◆ Directions
Exact copies of all the records are to be printed.

◆ Data records

+++

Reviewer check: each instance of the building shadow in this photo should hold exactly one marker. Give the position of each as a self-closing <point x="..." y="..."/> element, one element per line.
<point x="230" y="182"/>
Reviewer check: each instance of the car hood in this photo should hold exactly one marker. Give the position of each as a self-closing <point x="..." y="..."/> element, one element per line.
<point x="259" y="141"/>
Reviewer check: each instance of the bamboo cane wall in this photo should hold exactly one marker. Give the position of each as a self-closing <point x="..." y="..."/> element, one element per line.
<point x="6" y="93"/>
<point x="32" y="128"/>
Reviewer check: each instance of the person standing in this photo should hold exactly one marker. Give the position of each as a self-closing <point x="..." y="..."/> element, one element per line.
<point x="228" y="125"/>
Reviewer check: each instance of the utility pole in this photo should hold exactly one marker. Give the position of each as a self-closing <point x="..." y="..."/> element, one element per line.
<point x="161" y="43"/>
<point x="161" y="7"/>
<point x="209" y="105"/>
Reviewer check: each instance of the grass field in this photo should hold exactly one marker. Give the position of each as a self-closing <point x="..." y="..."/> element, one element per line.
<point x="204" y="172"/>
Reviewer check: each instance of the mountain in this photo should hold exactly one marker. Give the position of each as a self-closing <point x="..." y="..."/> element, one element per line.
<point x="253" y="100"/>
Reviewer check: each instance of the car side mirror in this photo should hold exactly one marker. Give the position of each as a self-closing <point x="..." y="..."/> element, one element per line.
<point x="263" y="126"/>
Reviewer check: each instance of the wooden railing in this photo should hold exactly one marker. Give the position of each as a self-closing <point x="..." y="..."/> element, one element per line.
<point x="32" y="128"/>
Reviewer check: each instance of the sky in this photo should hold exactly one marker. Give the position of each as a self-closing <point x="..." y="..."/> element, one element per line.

+++

◆ Exercise answer
Reviewer check: each instance of the building shadow in this photo should hold exactly one marker. Give the position of each as a self-closing <point x="..." y="..."/> element, one element per line.
<point x="230" y="182"/>
Reviewer check: each instance of the car hood in this photo should hold exactly one marker. Give the position of each as a self-closing <point x="..." y="..."/> element, one element per line.
<point x="259" y="141"/>
Reviewer check: each instance of the bamboo cane wall in this photo should hold exactly one marker. Give the position of each as a self-closing <point x="..." y="..."/> element, one element per line.
<point x="6" y="93"/>
<point x="32" y="128"/>
Reviewer check: each instance of the person standing in this photo should hold exactly one marker. Give the position of each as a self-closing <point x="..." y="..."/> element, one element per line.
<point x="228" y="125"/>
Reviewer check: each instance of the utility pole in this photo should hold exactly one marker. Give the position of each as a self-closing <point x="..." y="..."/> element, one element per line.
<point x="161" y="43"/>
<point x="161" y="7"/>
<point x="209" y="105"/>
Reviewer check: each instance of the grass field in this photo should hold exactly one marker. Give the position of each as a self-closing <point x="..." y="..."/> element, one element per line.
<point x="204" y="172"/>
Reviewer check: each instance of the mountain in this photo should hold exactly one marker. Give the position of each as a self-closing <point x="..." y="..."/> element, one element per line.
<point x="253" y="100"/>
Reviewer check: each instance of the car side mirror in this photo should hold exactly one marker. Give the position of each as a self-closing <point x="..." y="..."/> element, one element per line.
<point x="263" y="126"/>
Reviewer check: each instance of the wooden railing in this photo should hold exactly one marker. Give the position of each as a self-closing <point x="..." y="..."/> element, one element per line.
<point x="32" y="128"/>
Reviewer check: each instance of the sky in this photo should hold exactly one marker. Give the position of each as a self-closing <point x="..." y="..."/> element, one element per line.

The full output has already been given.